##### Data entries

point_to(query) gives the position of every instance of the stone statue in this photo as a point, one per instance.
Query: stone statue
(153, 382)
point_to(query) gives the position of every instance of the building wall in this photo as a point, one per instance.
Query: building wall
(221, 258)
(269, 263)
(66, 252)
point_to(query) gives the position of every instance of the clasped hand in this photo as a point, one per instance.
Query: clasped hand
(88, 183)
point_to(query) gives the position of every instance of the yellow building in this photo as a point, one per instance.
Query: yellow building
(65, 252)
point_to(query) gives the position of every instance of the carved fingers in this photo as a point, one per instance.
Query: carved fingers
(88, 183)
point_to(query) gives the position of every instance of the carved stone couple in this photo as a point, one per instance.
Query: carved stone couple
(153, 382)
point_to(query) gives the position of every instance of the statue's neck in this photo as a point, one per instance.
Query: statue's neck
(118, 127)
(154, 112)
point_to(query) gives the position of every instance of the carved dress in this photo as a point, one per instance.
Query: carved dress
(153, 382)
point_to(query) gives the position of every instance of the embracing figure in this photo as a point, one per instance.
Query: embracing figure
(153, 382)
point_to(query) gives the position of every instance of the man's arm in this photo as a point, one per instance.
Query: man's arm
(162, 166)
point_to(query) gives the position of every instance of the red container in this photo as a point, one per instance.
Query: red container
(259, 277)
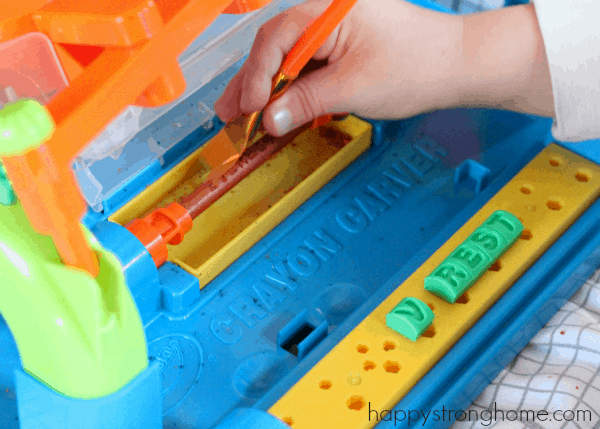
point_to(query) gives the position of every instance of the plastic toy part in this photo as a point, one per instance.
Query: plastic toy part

##########

** What you are asked to do **
Update all of the material above, putting "image" wherever "photo" occurs and changing nothing else. Leave the pictures out of your version.

** Task output **
point_to(query) gives the position of every instance of the stone statue in this image as a point, one per instance.
Query: stone statue
(153, 382)
point_to(query) gives the position of every instance of the building wall in this image as a point, one per instance.
Query: building wall
(221, 258)
(269, 263)
(66, 252)
point_to(query) gives the position of every instance of the clasped hand in this image as a point, one per instance.
Query: clasped hand
(88, 183)
point_to(query) gives the position of every instance of the yellow building in this image as a point, one per instance.
Query: yellow building
(65, 252)
point_to(query) gives the position of every instance of the carved fingers in this image as a point, one per instance.
Query: carved fingers
(88, 183)
point_to(query) gives the position of every instance of the carved stone couple in this image as a point, one per instance.
Query: carved stone couple
(153, 382)
point_to(query) gives the position of every instance of the statue's neck in this image as a point, one per instance.
Query: statue's neck
(118, 127)
(154, 112)
point_to(query) gives the position of every instance of the carved dress in this image as a point, one per instance.
Query: carved dress
(153, 382)
point_to(query) gives the position of every instance of the embracing figure in this image as a point, one per instance.
Query: embracing figure
(153, 382)
point_to(query) gives the position of every instance of the man's arm in this image as a point, one per instance.
Query: man's arm
(162, 166)
point_to(query) gives the position of every instance of the red container in this image as a point, one per instance.
Query: red container
(259, 277)
point_to(query) gives the position of every instance of the plastic toy part in this image as a point, one per instance.
Query: plastic toy part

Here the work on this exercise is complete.